§ **Study text**:
● ● ● ● ●

Some answers to questions asked Peter: Today youth are baptized at 17-20 and after that they may get married and men do pick their own spouse. There is no divorce.—Teachers salary is about $650 per month and that comes from within the Mennonite community, no government subsidy.—The covering of the little girls heads is strictly the preference of the family, but in the old beliefs, after the women are married, they wear the small black hat or scarf.—Mennonite ‘doctors’ have no further education, just learn from the older ones. They mainly treat the minor things, but for something serious, they will go to a Mexican hospital.--

After our tour we had lunch in a Mennonite home. It was quite an arrangement. In one room, they had set up long tables which could serve a capacity of about 80 people. The tables were already set with baskets of rolls, plates of salami and cheese, pickles, homemade butter and plates of wonderful cookies and pastries. Many of us came out suffering from an overdose of sugar, but oh, was it worth it. When we arrived, there was already another group there and for the 65+people, everything was handled very efficiently by 2 young ladies. Lunch was $5.00 and for 65 people, they did OK.

● ● ● ● ●

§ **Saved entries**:
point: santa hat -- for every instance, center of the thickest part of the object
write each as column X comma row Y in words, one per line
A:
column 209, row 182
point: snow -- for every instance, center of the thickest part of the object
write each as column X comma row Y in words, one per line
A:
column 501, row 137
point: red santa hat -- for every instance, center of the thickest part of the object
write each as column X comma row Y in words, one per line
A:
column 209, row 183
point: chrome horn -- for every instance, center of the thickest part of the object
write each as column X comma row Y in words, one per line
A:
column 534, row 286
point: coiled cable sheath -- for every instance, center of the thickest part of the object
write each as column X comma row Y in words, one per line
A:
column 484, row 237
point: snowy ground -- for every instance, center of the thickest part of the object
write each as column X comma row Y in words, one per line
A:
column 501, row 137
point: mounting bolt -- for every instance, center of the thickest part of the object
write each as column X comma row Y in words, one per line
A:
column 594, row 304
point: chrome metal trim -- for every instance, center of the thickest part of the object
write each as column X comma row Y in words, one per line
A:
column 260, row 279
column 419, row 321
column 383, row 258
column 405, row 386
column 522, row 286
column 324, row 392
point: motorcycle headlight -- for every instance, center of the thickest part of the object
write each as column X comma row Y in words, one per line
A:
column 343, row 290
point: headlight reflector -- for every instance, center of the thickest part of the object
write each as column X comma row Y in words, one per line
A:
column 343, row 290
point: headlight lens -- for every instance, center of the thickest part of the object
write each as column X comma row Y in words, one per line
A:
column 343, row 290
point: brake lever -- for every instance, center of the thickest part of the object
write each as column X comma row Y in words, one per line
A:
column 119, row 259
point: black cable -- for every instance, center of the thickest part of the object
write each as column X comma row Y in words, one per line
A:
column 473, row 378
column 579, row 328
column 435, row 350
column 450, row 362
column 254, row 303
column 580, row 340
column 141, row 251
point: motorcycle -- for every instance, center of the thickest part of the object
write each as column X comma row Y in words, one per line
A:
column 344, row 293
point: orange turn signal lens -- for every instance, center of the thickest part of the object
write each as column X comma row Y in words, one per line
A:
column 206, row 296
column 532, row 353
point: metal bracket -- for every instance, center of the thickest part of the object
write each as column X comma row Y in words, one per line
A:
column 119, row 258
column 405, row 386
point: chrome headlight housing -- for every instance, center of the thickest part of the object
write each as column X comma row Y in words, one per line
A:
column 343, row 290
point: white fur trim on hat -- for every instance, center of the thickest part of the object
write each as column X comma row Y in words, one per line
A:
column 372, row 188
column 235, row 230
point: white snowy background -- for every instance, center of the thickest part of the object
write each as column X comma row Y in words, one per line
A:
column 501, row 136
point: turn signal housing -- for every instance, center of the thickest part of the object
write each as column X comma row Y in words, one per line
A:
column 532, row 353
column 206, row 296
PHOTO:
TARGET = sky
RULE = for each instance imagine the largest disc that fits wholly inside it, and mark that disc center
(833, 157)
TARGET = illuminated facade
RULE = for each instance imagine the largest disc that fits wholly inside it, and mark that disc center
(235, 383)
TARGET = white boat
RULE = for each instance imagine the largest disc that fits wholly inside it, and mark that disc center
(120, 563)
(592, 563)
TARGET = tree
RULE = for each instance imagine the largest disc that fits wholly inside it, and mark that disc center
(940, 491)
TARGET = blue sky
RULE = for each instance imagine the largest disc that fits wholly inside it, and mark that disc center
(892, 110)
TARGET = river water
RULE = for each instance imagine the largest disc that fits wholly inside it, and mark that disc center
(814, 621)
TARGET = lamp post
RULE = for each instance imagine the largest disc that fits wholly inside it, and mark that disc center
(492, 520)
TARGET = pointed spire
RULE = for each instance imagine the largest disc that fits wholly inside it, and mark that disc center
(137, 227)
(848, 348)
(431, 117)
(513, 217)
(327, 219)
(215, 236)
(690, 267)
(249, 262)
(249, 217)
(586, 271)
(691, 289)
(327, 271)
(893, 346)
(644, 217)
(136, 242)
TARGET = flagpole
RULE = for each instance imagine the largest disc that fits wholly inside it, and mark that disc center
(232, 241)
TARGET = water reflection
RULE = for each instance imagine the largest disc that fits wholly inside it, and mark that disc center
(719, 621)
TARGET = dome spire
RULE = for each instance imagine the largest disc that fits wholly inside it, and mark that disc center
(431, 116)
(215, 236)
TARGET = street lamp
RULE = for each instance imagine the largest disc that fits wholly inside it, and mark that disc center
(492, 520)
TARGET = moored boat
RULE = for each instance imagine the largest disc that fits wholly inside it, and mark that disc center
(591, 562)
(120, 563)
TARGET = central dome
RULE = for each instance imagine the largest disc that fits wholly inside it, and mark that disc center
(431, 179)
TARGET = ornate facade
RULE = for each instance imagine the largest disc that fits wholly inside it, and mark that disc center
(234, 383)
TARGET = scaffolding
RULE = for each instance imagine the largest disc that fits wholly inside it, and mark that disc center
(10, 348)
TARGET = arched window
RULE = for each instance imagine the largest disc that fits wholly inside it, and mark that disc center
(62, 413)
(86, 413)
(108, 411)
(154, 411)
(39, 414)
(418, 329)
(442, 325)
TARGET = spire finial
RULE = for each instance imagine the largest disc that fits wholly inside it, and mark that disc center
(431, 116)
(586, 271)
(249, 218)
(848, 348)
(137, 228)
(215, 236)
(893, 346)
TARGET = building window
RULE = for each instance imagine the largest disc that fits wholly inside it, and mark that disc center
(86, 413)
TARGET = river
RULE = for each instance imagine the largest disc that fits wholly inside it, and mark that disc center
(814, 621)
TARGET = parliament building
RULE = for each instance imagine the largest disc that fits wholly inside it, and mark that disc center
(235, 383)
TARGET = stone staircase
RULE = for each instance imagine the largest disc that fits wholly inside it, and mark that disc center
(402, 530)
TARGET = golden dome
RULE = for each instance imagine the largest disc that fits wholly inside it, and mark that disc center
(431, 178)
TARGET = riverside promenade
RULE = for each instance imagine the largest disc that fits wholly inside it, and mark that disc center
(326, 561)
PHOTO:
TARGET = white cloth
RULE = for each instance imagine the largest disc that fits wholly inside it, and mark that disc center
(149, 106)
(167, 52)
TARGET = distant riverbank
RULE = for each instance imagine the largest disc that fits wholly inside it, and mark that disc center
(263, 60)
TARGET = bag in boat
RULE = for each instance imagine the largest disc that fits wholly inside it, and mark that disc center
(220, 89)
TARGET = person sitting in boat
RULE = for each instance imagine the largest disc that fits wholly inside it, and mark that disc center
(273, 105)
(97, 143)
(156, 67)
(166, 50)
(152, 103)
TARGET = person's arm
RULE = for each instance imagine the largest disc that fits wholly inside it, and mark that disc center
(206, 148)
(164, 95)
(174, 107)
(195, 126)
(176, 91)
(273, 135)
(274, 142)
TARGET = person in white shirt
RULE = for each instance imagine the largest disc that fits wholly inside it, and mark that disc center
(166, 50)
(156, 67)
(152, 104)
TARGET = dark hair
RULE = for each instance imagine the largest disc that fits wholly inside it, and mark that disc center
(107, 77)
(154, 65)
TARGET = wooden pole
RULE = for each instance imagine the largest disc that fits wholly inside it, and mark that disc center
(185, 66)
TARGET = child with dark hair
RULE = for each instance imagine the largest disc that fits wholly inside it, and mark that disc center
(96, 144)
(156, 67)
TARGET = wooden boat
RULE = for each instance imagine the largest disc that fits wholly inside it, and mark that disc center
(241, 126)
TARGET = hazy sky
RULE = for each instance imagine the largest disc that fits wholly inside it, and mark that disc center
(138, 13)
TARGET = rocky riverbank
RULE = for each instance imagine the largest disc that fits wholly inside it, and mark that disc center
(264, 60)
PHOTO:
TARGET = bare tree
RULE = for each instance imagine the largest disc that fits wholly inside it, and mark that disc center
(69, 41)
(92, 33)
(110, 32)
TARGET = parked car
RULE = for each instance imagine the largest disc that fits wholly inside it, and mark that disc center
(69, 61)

● ● ● ● ●

§ **Work instruction 1**: Please write out the part of the Mennonite visit passage that opens with the words "After our tour" and closes with "they did OK.".
§ **Work instruction 2**: According to the Mennonite visit passage, how many young ladies handled everything at lunch?

§ **Your response 1**:
After our tour we had lunch in a Mennonite home. It was quite an arrangement. In one room, they had set up long tables which could serve a capacity of about 80 people. The tables were already set with baskets of rolls, plates of salami and cheese, pickles, homemade butter and plates of wonderful cookies and pastries. Many of us came out suffering from an overdose of sugar, but oh, was it worth it. When we arrived, there was already another group there and for the 65+people, everything was handled very efficiently by 2 young ladies. Lunch was $5.00 and for 65 people, they did OK.

§ **Your response 2**: Two.